Challenge: Are you able to quote each entry exactly as written?

Data shown:
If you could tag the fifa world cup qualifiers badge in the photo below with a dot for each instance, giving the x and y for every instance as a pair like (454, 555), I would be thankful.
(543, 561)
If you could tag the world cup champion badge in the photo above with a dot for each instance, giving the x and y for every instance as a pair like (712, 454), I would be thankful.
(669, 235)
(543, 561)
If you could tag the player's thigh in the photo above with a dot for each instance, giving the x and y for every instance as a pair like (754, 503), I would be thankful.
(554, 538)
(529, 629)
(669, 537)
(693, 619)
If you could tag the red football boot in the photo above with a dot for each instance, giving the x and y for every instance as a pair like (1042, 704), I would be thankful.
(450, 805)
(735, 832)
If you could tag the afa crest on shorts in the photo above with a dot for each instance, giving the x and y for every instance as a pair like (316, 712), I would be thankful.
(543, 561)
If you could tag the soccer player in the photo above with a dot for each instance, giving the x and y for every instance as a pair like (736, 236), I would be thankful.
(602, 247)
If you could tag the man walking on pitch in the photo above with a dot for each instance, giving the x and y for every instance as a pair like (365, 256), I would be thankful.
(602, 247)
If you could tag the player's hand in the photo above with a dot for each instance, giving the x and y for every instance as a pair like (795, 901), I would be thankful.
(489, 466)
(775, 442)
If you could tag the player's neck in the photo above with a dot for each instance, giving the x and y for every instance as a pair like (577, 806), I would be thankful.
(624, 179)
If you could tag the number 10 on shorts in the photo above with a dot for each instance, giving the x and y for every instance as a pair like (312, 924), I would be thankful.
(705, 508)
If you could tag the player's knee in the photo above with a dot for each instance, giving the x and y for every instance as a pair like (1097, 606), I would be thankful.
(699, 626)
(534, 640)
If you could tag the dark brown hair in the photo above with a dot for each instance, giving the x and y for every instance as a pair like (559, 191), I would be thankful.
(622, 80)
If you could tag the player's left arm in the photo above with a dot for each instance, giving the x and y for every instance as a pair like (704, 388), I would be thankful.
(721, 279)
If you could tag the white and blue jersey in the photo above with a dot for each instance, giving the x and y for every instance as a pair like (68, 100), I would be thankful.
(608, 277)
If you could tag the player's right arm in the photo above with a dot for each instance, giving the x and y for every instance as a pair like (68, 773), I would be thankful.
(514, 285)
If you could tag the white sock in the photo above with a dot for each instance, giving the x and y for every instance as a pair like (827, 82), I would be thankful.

Worked answer:
If you could tag the fifa world cup qualifiers badge in the photo below with a dot for each instance, giving the x and y for every instance as a pair like (454, 555), I would be thankful.
(543, 561)
If you could tag the world cup champion badge in the photo above with a dot for each instance, giving the x and y for every instance as a pair like (712, 454), I would be thankful.
(669, 235)
(543, 561)
If you could tag the player's thigh in the photo above with a dot for each instance, giving the x and y for every instance as a pair like (754, 503), I would be thankful.
(554, 538)
(529, 629)
(669, 537)
(693, 619)
If you could tag the red football boot in the photo above with a dot for each instance, giving the x and y for every instance as a pair like (1042, 704), I would be thankful.
(450, 805)
(735, 832)
If you could tag the afa crest on shorts in the photo above with a dot for each instance, giving the x and y for every instance as a pair like (316, 712), I would be thankful.
(543, 561)
If you could tag the soccer player in the photo above with a dot for each instance, giving the x and y for every instance as a pair like (736, 236), I would be thankful.
(602, 247)
If you could tag the man walking on pitch in the photo above with a dot for each instance, giving the x and y for every instance as a pair like (365, 256), I would be thankful.
(602, 247)
If you could tag the player's hand in the photo above with a dot for each instance, giving the x and y for every instance as a pair like (795, 901), I would be thankful.
(489, 466)
(775, 442)
If you could tag the player's neck in the photo above with a dot for each instance, giving the x and y for every instance as a pair like (577, 806), I would be thankful.
(624, 179)
If you could tag the number 10 on shorts in the photo above with a dot for each instance, giving the x and y for every instance as a pair like (312, 924), I would be thankful.
(705, 508)
If you could tag the player's knee in the photo above with a dot for each instance, giving the x and y for every instance as a pair like (1097, 606), I would be thankful.
(699, 626)
(534, 640)
If you could tag the dark brown hair in the photo above with a dot for each instance, giving the x and y for every instance as a pair like (559, 191), I would be thankful.
(622, 80)
If you could tag the player's left arm in the photo above with a dot for each instance, giving the x and y for every instance as a pair like (704, 388), I would be thankful.
(721, 279)
If you could tag the white and blue jersey in the photo above with a dot for each instance, giving the x and y for every instance as a pair like (68, 100), I would be thankful.
(608, 277)
If you could tag the player's right arm in the photo above with a dot for each instance, giving the x and y for every instance as a pair like (68, 773), I would be thankful.
(514, 285)
If you could tag the white sock in the photo above with a dot for each instance, giving the x and y for every instance as a pair like (827, 82), I would be thankful.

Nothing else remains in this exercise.